### VORLIEGENDER TEXT
Auf Grund des veränderten Schönheitsideals wurde In der Joseon-Dynastie sehr viel weniger Wert auf Schminke und auffälllige Kleidung gelegt. Dafür wurde den Hautpflegeroutinen für die unterschiedliche Bedürfnisse der Haut mehr Aufmerksamkeit geschenkt. Es gab bereits ein Verständnis für die verschiedenen Hauttypen und ihre Bedürfnisse, und die Menschen verwendeten maßgeschneiderte Pflegeprodukte und Techniken, um ihre Haut gesund und schön zu halten. Die Herstellung von Kosmetikprodukten wurde immer raffinierter, und es wurden neue Zutaten und Techniken eingeführt, wie zum Beispiel die Verwendung von tierischen Ölen und Fetten oder die Destillation von Pflanzenessenzen.
C. Moderne koreanische Kosmetik
Der Einfluss westlicher Schönheitsideale
Im 20. Jahrhundert, insbesondere nach dem Ende des Koreakrieges und der anschließenden Öffnung des Landes, begannen westliche Schönheitsideale, die koreanische Kosmetikindustrie zu beeinflussen. Dekorative Make-up-Produkte wie Lidschatten, Mascara und Lippenstift wurden auch in Korea wieder zunehmend poulär. Dennoch blieb bei koreanischen Kosmetkprodukten insgesamt die Betonung von natürlichen Zutaten und einem ganzheitlichen Pflegeansatz bestehen, wodurch sich die koreanische Kosmetik weiterhin deutlich von ihren westlichen Pendants unterschied.
Die weltweite Popularität von K-Pop und koreanischen Dramen haben dann wiederum in der westlichen Welt das Interesse an koreanischer Kultur und Schönheitsritualen geweckt. Auf Grund ihrer milden Wirkweise, natürlichen und innovativen Inhaltsstoffe und hervorragenden Resultate ist die koreanische Kosmetik mittlerweile in vielen Ländern rund um die Welt bekannt und beliebt. Wie wir im historischen Kontext gesehen haben, legen Koreaner- und Koreanerinnen traditionell sehr großen Wert auf ein gepflegtes und reines Hautbild, da ein gepflegtes Äußeres nicht nur dem eigenem Schönheitsempfinden dient, sondern auch als Achtung- und Höflichkeit gegenüber den Mitmenschen verstanden wird. Immer noch wird auch ein heller, fast schon bleicher Hautton bevorzugt, obwohl das inzwischen gesellschaftlich durchaus auch kritisch gesehen, und gerade von den jungen Koreanern zum Teil in auch Frage gestellt wird.
Ein positiver Aspekt dieses Schönheitsideals ist jedoch die Wichtigkeit der Verwendung von Sonnencremes und Sonnenschutzmitteln. Da sie tagtäglich von sehr vielen Menschen verwendet wird, gehören koreanische Sonnencremes zu den Besten der Welt. Bei der erstmaligen Verwendung einer koreanischen Sonnencreme, die einen hohen Schutzfaktor hat, nicht fettet, und sich auf der Haut wie eine leichte Feuchtigkeitscreme anfühlt, haben viele westliche Menschen ein Aha-Erlebnis. Diese leichten Sonnencremes haben sehr zur Popularität der koreanischen Kosmetik im Ausland beigetragen.

### IHRE AUFGABE
Fassen Sie den vorliegenden Text in drei Sätzen zusammen. Das nachstehende Material ist vom vorliegenden Text unabhängig.

### AUSZÜGE AUS DATENSÄTZEN

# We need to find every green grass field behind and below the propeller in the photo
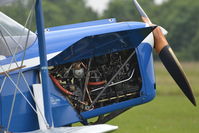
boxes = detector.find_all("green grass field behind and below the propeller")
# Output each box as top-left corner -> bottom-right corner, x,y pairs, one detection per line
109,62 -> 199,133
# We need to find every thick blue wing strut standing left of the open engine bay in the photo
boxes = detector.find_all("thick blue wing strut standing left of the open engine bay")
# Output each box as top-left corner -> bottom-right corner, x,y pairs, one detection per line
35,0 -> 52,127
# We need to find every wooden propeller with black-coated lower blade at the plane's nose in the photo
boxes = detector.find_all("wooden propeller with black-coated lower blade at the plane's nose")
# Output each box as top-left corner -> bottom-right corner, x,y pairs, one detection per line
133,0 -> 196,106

* * *

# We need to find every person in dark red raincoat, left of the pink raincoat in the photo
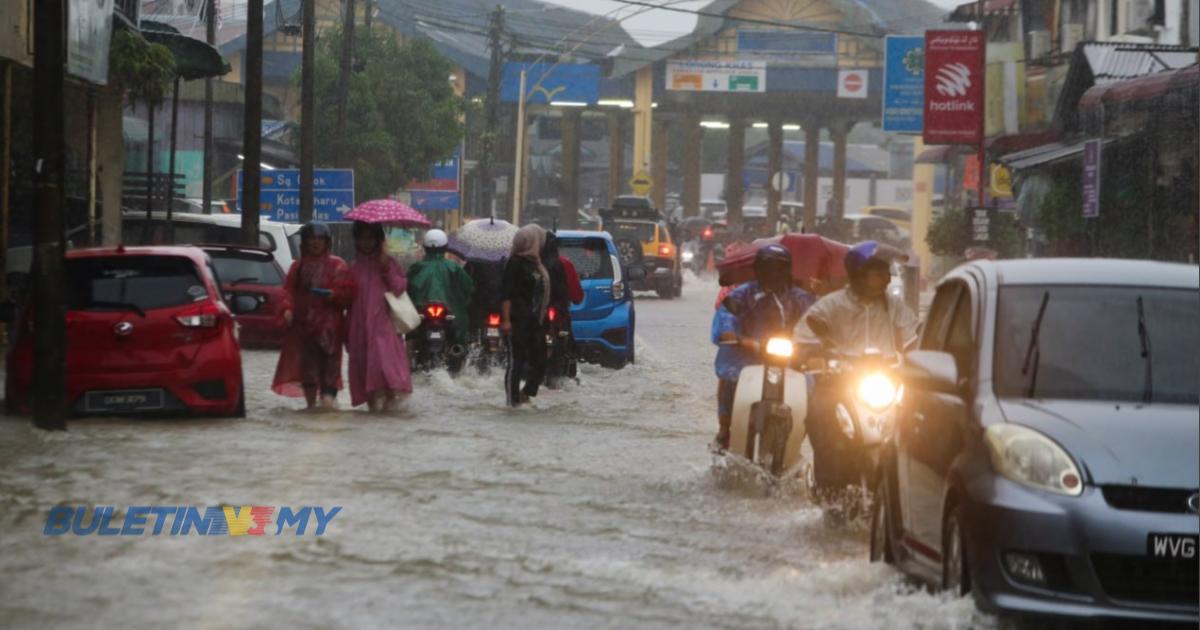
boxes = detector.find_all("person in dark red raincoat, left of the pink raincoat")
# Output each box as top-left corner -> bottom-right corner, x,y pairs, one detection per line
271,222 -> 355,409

### IHRE ANTWORT
In der Joseon-Dynastie legte man weniger Wert auf Schminke und auffällige Kleidung und achtete stattdessen stärker auf eine Hautpflege, die auf die verschiedenen Hauttypen abgestimmt war. Im 20. Jahrhundert beeinflussten westliche Schönheitsideale die koreanische Kosmetikindustrie, doch blieb die Betonung natürlicher Zutaten und eines ganzheitlichen Pflegeansatzes bestehen. K-Pop und koreanische Dramen weckten im Westen Interesse an koreanischen Schönheitsritualen, und koreanische Kosmetik ist heute in vielen Ländern bekannt und beliebt, wozu besonders leichte Sonnencremes beigetragen haben.